• OBJECTIVE: Give the data below again exactly as written, without its pictures.
-------
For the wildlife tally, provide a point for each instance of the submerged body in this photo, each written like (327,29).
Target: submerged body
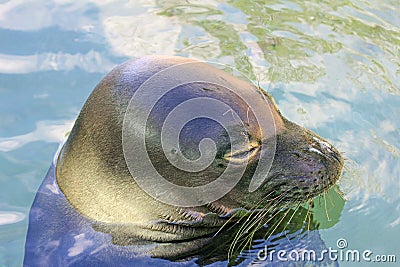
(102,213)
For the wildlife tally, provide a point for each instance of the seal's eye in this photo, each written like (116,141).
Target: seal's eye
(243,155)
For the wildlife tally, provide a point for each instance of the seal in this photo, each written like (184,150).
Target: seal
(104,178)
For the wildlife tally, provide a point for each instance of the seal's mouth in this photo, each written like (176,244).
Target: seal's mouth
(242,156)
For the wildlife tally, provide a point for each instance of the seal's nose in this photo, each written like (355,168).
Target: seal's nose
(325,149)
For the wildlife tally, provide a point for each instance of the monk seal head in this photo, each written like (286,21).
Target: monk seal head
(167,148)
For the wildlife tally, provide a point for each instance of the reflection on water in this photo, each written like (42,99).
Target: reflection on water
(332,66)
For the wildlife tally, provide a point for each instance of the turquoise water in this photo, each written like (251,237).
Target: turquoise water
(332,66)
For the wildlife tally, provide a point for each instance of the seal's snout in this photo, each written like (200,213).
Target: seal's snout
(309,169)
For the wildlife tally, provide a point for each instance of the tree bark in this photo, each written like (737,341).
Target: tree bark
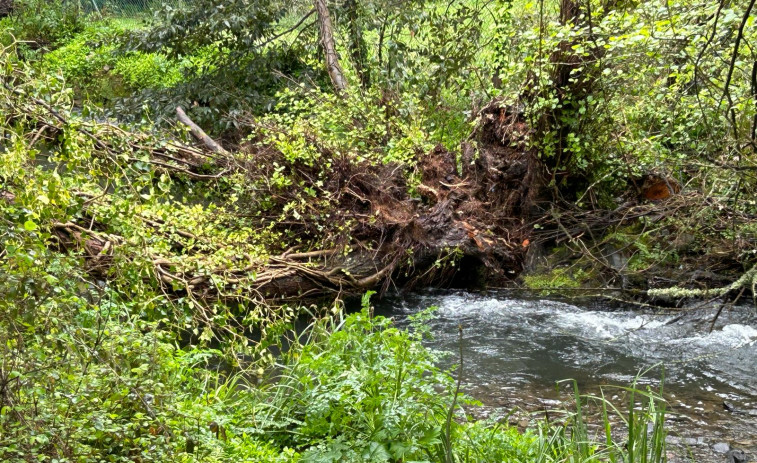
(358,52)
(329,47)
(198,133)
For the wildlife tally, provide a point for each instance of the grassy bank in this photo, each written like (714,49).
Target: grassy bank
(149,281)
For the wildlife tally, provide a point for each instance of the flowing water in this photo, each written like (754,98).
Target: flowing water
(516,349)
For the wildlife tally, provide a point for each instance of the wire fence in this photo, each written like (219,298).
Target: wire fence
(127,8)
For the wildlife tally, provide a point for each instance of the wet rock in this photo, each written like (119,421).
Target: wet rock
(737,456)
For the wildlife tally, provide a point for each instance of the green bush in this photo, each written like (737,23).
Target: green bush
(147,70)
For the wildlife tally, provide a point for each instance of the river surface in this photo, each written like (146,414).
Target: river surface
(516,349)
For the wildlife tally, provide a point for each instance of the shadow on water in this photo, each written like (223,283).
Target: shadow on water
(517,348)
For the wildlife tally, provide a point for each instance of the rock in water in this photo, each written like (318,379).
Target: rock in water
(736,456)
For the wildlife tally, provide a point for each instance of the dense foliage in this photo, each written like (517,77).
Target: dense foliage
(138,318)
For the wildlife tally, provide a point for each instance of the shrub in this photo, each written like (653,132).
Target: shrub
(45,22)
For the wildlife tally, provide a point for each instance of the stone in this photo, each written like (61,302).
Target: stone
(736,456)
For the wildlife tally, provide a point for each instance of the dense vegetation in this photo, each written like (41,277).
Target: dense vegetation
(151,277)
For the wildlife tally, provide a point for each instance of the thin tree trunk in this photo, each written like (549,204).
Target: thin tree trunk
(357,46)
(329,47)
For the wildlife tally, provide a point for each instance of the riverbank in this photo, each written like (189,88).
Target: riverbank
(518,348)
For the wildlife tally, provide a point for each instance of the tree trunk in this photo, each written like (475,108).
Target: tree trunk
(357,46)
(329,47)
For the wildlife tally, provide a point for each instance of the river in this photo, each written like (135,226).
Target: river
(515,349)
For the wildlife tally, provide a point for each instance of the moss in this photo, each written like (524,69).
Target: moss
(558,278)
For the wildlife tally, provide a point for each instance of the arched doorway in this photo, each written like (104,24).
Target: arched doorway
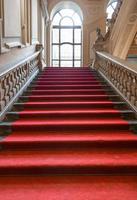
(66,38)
-------
• TASK ANSWER:
For the wildlife tally, provide a point for each instance of the submerged body in this photo, each written like (327,29).
Target: submerged body
(102,213)
For the wildlife tally, provide a point for each instance of the seal's eye in this photo, each written like (116,141).
Target: seal's eye
(243,155)
For the wildlife tally, provide a point for each instance of the seal in this photo, each written like (184,150).
Target: seal
(104,178)
For the wildlife tally, provide a point for each instance of the seal's mouth in this photo, each written like (176,244).
Target: seal's mouth
(242,156)
For the wildlife tally, provide a point for each instance of the seal's nose in this photo, each written like (355,168).
Target: seal's nose
(325,149)
For the wildlife tally, provide a point for each instance of the monk seal head in this photo, each written like (286,21).
Target: monk seal head
(167,148)
For the wildlife tally, provide a point for each instance of the reflection on water in this photo, each written like (42,99).
Target: reflection on water
(332,66)
For the wildlife tally, provide a point for each instance of the turquoise water in this photo, each written like (251,237).
Target: turquoise water
(332,66)
For the wildlife tally, provide a point for each instance of the seal's snout in this photo, each written like (200,213).
Target: seal's snout
(309,169)
For the wildlife tally, provide a point for each instance of the tree bark in this photo, each written like (737,341).
Target: tree bark
(358,52)
(329,47)
(198,133)
For the wildlife tally, provide a point for each instance of the grassy bank in this photo, each written like (714,49).
Target: grassy bank
(149,281)
For the wildlife tally, provide a point for each instance of the flowing water in this photo, each written like (754,98).
Target: flowing water
(516,349)
For the wildlife tally, provide a point for each instance of the wire fence in this photo, each written like (219,298).
Target: wire fence
(127,8)
For the wildlife tally, provide a point for each instance of the wet rock in this photo, each written like (119,421).
Target: wet rock
(737,456)
For the wildlife tally, provide a point for each instance of the green bush in this photo, each written like (737,23).
Target: green bush
(147,70)
For the wildlife tally, provide a point for each instance of the river surface in this photo, each written like (146,414).
Target: river surface
(516,349)
For the wildlife tally, provide a point for each instance of the shadow on water in this photo, each written like (223,283).
Target: shadow on water
(517,348)
For the wildlife tally, provide a point for each instance of the rock in water in this photo, each written like (318,379).
Target: rock in water
(736,456)
For the wildlife tally, provide a point for each instance of the dense foliage in this photo, each written like (517,77).
Target: dense foliage
(138,318)
For the wildlife tally, provide a point for each instance of the shrub in this photo, each written like (653,132).
Target: shrub
(45,22)
For the wildlife tally, provide a point for each instance of the stone in this photo, each written like (61,302).
Target: stone
(736,456)
For the wildlife tally, provide a point for each instance of the dense vegetation in this photo, each written like (41,277).
Target: dense vegetation
(151,277)
For the wildlife tally, provide a point for each instance of the thin tree trunk in this photo, each written like (549,204).
Target: thin tree trunk
(357,46)
(329,47)
For the wildlife tally, provide a point for each instance of the riverbank in this photo, each written like (189,88).
Target: riverbank
(518,348)
For the wildlife tally, provide a point for each instance of the tree trunk in this photo, each written like (475,108).
Target: tree trunk
(357,46)
(329,47)
For the wildlife tally, provide a point for each instance of the river in this photo, each written like (135,226).
Target: river
(515,349)
For the wildlife tally, provide a point for each instance of the moss in this photo, each written like (524,69).
Target: moss
(558,278)
For the wildlife tally, provide a point for each instance of the arched doorway in this photo, each written like (104,24).
Target: arched doorway
(66,38)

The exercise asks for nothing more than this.